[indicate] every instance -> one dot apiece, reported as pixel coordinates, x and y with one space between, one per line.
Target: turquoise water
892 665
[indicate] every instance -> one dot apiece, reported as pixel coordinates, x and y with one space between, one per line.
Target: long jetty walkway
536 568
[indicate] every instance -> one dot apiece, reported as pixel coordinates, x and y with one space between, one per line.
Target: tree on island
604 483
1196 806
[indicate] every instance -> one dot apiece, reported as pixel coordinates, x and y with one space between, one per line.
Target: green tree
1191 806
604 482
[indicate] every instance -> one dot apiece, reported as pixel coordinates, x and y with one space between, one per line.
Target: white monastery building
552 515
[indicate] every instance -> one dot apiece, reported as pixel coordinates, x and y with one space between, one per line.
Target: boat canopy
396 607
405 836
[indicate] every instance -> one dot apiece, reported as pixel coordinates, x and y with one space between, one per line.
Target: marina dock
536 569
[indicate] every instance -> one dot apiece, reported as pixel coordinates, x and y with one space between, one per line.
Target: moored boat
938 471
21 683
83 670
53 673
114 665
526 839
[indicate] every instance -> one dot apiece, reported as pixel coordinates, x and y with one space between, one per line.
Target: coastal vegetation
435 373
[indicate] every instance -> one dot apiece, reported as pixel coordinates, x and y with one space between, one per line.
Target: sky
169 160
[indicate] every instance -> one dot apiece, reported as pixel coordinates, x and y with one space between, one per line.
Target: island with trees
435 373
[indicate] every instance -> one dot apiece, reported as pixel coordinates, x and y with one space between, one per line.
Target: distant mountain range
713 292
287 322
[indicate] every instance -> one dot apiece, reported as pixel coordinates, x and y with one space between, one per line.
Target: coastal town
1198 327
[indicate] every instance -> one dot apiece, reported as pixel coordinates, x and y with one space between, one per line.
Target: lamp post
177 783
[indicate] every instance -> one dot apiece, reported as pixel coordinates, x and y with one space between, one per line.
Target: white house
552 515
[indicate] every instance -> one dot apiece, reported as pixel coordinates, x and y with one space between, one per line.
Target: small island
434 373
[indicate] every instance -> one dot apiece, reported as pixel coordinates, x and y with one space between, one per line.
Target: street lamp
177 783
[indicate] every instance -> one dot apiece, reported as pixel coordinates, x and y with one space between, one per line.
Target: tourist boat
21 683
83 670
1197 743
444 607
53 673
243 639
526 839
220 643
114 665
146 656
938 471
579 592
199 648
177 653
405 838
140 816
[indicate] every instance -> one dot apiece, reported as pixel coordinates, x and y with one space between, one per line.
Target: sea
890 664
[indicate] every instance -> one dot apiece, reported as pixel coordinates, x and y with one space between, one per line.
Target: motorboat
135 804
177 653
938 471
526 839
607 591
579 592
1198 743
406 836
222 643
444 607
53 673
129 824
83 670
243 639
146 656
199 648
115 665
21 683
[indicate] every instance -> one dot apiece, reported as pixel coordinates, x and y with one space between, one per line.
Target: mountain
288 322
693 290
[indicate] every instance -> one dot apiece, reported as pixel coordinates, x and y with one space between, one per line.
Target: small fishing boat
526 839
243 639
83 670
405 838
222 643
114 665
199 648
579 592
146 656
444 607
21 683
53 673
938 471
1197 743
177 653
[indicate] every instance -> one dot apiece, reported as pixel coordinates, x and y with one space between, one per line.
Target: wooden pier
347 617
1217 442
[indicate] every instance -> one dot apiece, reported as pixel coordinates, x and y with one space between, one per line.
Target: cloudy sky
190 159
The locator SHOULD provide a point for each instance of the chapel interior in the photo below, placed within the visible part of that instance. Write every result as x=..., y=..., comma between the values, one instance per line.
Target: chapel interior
★ ★ ★ ★ ★ ★ ★
**Goal of the exercise:** Looking at the data above, show all lines where the word "chapel" occurs.

**Written answer:**
The locator SHOULD provide a point for each instance of the chapel interior in the photo below, placed within the visible part of that instance. Write every result as x=..., y=..., comma between the values, one instance per line.
Target: chapel interior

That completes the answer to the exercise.